═══ VORLIEGENDER AUSZUG

Zehntausende haben an den Pfingstfeiertagen in Köln bei einem Kulturfest unter dem Motto „Birlikte – Zusammenstehen“ den zehnten Jahrestag des Nagelbombenanschlags in der Keupstraße begangen.

„Dieses Fest schafft etwas Großartiges: Es beantwortet den Hass der Wenigen mit dem Mitgefühl und der Solidarität der Vielen“, sagte Bundespräsident Joachim Gauck am Montag bei der Abschlusskundgebung. „Wir stehen zusammen, um allen, die von fremdenfeindlicher Gewalt bedroht sind, zu sagen: Ihr seid nicht allein.“

Am 9. Juni 2004 detonierte in der türkischen Geschäftsstraße im rechtsrheinischen Kölner Stadtteil Mülheim eine mit 5,5 Kilogramm Schwarzpulver und 800 Zimmermannsnägeln gefüllte Drei-Kilo-Gasflasche. Deponiert auf einem Fahrrad vor dem Friseurladen Özcan, verletzte die Bombe 22 Menschen, vier von ihnen schwer. Wer hinter der Bluttat steckte, blieb lange ungeklärt. Was nicht zuletzt daran lag, dass die Behörden zwar in „alle Richtungen“ ermittelten, nur nicht in die richtige. „Der Fehler war, dass wir es nicht für möglich gehalten haben, dass es in Deutschland eine braune Terrorbande geben kann“, sagte Kölns Polizeipräsident Wolfgang Albers am Rande der Abschlusskundgebung. „Das hätten wir denken müssen.“ Dieses Versagen habe „unendlich viel Leid gebracht“.

══════
═══ GEGEBENE DATEN

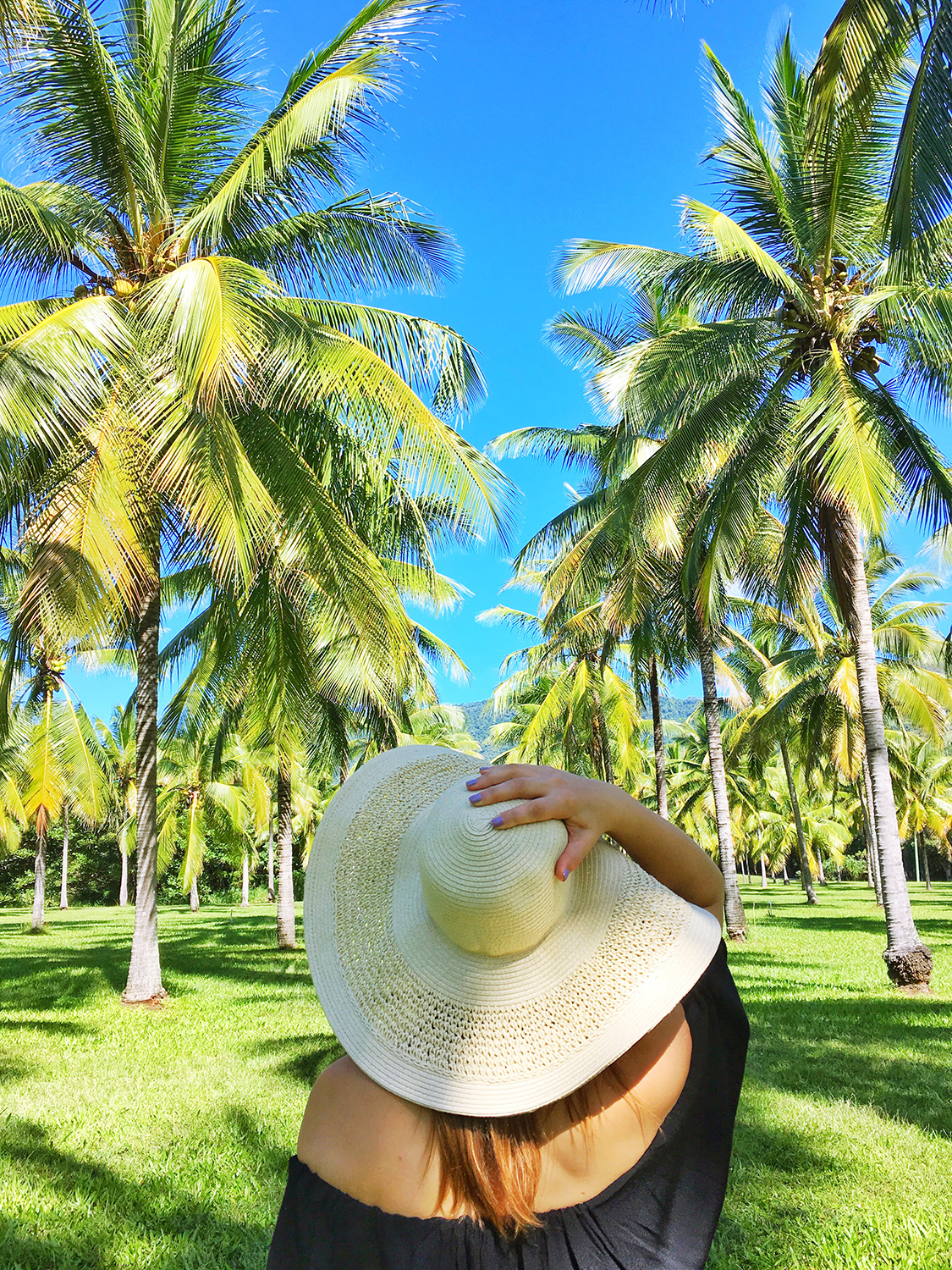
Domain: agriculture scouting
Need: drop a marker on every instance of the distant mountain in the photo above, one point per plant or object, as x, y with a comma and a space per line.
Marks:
479, 718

══════

▶ [ZIEL]:
Wo war die Bombe in der Keupstraße laut dem Auszug abgestellt? Die Daten haben mit dem Auszug nichts zu tun.

▶ [VOLLSTÄNDIGE AUSGABE]:
Auf einem Fahrrad vor dem Friseurladen Özcan.